This is my favorite album ever. This album has special meaning to me because it was the constant background music to my gap year between undergraduate and medical school. Last year was a trying year because the uncertainty of the medical school admission process can be mentally exhausting. You take the MCAT in the spring and submit your application sometime in June. Most people think that means that you find out about where you will be going relatively soon, but that isn’t the case. Interviews don’t start until around September and they can stretch all the way until April. The endless waiting between interviews is the worst. You refresh your email constantly hoping for an email from an admissions committee. You never know when it will come and the tension is nerve-wracking.
These tracks not only set the tone for the long periods of silence, but the interviews as well. These songs are forever linked with early bleary eyed flights in and out of Indianapolis. I would wake up at 3am (my alarm being “Opening Act” listed below), and make my final preparations and pack delicate things like my tie while I played “Doomsday” on my large speaker. After a breakfast of oatmeal followed by a decent helping of trepidation and thought I would walk out to my car and drive from Bloomington to Indianapolis.

• Saved entries:
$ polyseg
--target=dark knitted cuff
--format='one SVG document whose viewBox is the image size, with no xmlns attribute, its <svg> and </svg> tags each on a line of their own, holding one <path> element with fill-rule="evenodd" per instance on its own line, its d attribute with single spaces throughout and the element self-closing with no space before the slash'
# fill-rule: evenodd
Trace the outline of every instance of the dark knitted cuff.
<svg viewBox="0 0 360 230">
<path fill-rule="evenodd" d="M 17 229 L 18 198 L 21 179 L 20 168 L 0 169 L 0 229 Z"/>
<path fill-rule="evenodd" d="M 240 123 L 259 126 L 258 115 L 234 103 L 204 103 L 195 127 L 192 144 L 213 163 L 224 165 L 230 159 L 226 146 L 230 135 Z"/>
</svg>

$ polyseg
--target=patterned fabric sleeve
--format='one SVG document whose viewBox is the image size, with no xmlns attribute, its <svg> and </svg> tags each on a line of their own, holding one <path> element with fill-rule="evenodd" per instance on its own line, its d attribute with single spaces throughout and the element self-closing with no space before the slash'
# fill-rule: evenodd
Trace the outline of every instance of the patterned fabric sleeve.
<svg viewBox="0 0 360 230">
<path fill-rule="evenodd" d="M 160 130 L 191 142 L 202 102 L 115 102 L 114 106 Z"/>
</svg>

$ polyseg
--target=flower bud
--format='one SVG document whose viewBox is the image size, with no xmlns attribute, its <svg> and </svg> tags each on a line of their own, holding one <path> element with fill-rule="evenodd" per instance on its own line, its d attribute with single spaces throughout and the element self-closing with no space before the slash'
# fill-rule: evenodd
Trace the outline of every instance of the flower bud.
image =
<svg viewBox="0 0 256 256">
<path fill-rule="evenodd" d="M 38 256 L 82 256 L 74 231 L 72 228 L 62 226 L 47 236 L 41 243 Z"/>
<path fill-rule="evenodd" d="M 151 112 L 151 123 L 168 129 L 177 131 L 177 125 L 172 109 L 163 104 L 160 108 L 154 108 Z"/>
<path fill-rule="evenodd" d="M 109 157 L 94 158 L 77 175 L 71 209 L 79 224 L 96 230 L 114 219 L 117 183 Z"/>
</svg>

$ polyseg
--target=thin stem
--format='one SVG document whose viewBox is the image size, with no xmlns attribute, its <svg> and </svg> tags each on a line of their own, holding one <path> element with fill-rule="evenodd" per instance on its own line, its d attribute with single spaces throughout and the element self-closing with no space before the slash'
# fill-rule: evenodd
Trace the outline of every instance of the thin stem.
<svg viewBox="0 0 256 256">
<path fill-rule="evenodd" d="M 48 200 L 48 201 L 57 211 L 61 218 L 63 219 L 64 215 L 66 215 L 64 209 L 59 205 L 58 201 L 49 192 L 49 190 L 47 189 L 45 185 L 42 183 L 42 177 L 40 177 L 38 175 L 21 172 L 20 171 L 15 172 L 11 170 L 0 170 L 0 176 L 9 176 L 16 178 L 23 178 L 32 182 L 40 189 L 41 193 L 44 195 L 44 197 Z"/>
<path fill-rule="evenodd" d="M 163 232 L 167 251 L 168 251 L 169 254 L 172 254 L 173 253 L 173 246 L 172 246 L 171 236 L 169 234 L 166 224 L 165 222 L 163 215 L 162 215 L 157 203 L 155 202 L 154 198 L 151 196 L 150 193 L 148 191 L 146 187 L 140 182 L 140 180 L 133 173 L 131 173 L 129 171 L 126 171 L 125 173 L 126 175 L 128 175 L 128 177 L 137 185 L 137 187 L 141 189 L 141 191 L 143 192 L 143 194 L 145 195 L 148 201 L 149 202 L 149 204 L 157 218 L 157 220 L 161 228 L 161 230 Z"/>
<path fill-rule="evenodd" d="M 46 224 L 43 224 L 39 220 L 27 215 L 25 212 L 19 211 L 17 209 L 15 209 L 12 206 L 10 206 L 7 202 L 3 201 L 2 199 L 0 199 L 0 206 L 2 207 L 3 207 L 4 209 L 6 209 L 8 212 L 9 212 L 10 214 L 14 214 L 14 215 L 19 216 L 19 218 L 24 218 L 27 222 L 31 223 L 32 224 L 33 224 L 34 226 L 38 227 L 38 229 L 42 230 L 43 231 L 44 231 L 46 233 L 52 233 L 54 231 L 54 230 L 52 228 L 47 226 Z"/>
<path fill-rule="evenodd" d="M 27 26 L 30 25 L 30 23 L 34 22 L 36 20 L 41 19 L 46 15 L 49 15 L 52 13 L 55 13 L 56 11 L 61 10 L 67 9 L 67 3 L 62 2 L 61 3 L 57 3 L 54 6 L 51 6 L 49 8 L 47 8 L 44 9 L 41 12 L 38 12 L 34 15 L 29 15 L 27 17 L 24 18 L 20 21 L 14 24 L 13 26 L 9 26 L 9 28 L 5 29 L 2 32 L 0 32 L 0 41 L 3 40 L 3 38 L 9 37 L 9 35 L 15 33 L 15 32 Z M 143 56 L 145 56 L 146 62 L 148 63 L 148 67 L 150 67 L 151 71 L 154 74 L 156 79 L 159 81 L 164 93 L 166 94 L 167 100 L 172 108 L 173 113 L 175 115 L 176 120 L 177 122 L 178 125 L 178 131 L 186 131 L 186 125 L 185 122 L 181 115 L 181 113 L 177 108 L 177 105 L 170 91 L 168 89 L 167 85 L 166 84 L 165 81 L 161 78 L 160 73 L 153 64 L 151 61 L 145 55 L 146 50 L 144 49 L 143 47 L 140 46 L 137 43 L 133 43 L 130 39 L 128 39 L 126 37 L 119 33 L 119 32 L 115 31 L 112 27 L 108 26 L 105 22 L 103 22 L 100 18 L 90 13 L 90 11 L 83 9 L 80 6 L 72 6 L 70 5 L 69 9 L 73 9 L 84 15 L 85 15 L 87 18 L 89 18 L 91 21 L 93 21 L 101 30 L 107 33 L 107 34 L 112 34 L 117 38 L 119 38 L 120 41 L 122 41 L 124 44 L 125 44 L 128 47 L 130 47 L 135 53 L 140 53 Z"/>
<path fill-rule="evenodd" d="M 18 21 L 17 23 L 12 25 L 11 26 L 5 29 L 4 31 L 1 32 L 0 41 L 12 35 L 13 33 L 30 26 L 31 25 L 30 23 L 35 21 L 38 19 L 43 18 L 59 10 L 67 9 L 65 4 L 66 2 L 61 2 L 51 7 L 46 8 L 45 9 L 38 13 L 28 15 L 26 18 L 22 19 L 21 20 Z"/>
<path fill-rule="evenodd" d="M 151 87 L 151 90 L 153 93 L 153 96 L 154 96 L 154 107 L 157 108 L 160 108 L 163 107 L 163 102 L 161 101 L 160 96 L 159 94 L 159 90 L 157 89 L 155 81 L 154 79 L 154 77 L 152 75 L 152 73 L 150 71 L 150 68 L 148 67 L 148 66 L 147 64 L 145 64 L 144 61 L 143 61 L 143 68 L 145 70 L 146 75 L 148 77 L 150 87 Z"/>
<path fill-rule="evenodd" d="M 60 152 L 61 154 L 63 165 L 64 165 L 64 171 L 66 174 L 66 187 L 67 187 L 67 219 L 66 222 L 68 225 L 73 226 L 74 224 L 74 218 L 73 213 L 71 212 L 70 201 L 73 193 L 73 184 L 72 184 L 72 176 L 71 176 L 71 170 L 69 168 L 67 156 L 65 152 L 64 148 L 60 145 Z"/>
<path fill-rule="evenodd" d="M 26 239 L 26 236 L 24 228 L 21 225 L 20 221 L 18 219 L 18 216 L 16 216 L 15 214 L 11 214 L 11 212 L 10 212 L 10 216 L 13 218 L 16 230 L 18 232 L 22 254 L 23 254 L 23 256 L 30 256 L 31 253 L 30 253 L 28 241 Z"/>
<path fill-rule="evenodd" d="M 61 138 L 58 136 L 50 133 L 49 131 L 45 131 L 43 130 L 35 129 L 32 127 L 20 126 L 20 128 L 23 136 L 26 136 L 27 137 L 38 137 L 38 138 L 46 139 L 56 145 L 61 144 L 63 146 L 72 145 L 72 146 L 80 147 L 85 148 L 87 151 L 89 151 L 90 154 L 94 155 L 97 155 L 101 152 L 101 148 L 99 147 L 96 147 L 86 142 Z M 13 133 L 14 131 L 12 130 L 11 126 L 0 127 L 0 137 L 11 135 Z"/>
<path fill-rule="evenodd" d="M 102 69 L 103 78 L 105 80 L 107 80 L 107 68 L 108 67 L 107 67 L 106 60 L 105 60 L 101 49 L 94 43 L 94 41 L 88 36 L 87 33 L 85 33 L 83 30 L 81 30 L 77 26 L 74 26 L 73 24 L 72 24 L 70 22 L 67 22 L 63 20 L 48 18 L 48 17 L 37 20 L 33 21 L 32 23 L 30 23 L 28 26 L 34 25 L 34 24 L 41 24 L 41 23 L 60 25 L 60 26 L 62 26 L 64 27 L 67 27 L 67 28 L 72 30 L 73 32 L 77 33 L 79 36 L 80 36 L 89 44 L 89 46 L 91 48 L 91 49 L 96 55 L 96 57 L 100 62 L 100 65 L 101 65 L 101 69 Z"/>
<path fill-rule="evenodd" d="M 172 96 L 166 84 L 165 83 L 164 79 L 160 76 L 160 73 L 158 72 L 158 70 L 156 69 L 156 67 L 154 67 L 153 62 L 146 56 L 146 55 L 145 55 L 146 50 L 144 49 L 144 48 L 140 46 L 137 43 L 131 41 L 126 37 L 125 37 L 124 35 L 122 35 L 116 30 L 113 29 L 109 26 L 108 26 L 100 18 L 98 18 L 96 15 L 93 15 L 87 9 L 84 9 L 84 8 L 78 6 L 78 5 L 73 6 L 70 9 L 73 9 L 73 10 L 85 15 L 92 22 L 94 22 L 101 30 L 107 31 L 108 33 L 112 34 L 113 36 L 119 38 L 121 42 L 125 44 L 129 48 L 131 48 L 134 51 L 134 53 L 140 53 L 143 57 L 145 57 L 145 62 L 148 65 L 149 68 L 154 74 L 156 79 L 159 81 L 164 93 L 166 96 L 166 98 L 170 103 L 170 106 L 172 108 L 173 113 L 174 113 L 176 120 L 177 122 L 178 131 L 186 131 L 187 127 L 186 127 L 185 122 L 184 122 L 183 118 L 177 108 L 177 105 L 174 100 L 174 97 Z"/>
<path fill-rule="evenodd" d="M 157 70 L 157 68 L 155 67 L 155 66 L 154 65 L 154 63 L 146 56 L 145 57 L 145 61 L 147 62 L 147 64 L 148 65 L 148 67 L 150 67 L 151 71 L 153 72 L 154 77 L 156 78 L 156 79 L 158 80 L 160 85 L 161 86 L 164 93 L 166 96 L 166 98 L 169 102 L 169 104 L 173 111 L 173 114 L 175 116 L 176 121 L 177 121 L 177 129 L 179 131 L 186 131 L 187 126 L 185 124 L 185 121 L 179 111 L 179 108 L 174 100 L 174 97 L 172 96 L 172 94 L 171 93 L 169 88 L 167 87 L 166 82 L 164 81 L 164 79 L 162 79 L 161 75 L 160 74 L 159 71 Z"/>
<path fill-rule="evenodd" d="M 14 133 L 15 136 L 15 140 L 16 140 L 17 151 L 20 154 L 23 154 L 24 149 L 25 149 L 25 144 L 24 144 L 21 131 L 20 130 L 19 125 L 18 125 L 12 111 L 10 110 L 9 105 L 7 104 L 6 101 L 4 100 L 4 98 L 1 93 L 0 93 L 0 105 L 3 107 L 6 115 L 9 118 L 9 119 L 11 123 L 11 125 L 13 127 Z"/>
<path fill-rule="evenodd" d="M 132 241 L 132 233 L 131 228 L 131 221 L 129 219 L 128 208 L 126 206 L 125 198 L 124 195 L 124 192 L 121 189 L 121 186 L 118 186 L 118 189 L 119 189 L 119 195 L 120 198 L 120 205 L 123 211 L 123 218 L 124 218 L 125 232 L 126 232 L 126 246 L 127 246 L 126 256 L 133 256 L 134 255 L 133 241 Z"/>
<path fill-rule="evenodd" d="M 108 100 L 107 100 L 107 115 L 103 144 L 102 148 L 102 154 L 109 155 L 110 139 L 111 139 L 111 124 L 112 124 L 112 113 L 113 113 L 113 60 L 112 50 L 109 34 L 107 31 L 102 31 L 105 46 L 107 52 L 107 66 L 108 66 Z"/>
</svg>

• Task to carry out: In the reflection on a favorite album, rewrite the part that opens with "This is my favorite" and closes with "tension is nerve-wracking.", replacing "album" with "record" wherever it occurs. The rows were taken from a separate source.

• Solution:
This is my favorite record ever. This record has special meaning to me because it was the constant background music to my gap year between undergraduate and medical school. Last year was a trying year because the uncertainty of the medical school admission process can be mentally exhausting. You take the MCAT in the spring and submit your application sometime in June. Most people think that means that you find out about where you will be going relatively soon, but that isn’t the case. Interviews don’t start until around September and they can stretch all the way until April. The endless waiting between interviews is the worst. You refresh your email constantly hoping for an email from an admissions committee. You never know when it will come and the tension is nerve-wracking.